**Required action:**
Find and copy each line in the material below where the string "would" occurs.

**Provided information:**
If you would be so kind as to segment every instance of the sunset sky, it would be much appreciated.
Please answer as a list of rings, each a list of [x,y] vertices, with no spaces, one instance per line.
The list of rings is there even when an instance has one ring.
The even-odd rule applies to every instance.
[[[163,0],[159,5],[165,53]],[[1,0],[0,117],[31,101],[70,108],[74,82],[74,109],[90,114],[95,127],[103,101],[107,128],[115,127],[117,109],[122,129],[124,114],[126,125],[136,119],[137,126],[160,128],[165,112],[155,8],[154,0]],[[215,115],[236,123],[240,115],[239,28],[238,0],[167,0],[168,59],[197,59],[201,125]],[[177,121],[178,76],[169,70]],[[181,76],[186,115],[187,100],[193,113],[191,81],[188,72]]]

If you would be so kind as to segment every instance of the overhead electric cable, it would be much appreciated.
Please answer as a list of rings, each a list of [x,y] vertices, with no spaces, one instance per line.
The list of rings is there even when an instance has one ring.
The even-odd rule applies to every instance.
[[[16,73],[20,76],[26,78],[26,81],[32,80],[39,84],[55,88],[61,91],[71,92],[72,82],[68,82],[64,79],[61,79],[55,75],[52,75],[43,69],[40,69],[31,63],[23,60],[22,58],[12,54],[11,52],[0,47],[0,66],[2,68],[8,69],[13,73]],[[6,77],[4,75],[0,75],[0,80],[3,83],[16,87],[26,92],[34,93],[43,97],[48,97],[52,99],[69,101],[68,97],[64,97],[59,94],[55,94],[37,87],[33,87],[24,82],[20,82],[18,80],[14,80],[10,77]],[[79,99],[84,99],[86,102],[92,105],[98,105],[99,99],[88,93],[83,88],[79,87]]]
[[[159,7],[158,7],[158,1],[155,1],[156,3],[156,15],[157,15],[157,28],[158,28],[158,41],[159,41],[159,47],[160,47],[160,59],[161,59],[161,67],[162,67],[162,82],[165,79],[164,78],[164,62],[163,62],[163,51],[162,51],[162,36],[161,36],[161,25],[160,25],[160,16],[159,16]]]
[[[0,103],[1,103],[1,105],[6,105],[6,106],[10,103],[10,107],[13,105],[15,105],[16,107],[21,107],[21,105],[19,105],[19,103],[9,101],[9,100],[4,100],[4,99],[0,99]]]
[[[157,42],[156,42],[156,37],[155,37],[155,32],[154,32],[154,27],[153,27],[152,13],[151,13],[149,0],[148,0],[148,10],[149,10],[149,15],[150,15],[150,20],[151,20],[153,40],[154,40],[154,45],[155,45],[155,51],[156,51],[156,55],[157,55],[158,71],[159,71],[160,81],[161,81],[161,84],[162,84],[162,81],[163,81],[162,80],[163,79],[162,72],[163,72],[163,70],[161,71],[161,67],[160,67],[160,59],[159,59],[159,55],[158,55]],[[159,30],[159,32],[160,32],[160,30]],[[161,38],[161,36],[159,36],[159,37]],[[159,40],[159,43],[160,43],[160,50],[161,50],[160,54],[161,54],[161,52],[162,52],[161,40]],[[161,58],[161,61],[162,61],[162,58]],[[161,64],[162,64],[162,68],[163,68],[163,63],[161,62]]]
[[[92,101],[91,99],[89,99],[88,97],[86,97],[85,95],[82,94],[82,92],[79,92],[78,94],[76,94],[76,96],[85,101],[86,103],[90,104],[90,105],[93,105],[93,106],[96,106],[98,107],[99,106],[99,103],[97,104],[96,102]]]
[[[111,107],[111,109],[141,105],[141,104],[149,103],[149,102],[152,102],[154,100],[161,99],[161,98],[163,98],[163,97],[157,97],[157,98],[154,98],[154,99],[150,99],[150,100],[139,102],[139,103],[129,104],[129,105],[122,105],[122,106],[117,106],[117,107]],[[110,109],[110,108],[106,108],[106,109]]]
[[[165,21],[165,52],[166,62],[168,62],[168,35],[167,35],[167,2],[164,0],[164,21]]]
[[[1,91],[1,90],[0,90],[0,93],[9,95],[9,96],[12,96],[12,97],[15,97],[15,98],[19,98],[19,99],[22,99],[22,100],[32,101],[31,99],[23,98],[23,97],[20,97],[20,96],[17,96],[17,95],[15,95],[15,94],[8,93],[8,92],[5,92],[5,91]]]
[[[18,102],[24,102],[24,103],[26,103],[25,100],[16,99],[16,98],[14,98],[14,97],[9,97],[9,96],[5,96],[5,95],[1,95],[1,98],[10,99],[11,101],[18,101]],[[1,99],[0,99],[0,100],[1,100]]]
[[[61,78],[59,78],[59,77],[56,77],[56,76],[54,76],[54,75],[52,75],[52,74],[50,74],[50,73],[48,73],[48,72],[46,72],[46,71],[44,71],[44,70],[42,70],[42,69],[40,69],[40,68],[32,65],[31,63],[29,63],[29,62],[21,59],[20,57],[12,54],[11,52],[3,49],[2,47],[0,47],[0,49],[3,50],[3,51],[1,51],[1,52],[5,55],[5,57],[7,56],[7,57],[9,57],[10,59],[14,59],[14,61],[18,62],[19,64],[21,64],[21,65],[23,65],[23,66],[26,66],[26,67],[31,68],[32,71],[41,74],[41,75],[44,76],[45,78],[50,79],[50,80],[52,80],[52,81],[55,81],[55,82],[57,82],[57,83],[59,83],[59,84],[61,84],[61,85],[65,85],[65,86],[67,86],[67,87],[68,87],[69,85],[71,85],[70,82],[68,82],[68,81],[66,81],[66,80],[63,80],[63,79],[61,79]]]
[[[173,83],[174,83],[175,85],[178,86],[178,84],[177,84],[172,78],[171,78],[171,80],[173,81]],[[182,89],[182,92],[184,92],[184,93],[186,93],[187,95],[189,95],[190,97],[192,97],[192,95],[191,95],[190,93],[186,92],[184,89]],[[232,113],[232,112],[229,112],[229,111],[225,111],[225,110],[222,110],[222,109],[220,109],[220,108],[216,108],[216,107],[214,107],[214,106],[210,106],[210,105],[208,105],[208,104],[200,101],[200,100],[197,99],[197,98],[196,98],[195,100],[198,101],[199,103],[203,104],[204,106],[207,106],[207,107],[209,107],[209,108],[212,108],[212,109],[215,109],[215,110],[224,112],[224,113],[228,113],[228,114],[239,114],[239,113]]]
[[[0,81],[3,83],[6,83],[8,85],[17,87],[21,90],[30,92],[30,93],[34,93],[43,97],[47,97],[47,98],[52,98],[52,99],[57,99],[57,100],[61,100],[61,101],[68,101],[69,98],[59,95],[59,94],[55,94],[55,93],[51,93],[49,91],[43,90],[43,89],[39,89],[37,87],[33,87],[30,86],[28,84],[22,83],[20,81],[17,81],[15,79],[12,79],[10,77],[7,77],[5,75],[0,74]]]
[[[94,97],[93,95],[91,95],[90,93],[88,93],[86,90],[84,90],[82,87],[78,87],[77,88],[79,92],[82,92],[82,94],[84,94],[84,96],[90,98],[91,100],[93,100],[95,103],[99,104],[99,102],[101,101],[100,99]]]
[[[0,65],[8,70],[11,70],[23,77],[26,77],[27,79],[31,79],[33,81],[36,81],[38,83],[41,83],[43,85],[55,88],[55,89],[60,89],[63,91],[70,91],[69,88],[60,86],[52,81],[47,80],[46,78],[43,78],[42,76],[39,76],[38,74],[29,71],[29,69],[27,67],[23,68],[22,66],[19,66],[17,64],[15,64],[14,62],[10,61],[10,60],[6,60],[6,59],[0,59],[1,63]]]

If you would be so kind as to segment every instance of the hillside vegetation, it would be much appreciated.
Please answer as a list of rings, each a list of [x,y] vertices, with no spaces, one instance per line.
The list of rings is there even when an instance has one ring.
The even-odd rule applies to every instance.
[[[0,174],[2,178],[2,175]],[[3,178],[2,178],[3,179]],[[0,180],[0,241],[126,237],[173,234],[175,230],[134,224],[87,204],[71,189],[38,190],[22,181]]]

**Your solution:**
If you would be so kind as to segment every instance of the sunset sky, it would be much appreciated.
If you would be so kind as to segment every instance of the overhead electric cable, it would be much appreciated.
If you would be so kind as to segment every instance of the hillside vegetation, it would be much appreciated.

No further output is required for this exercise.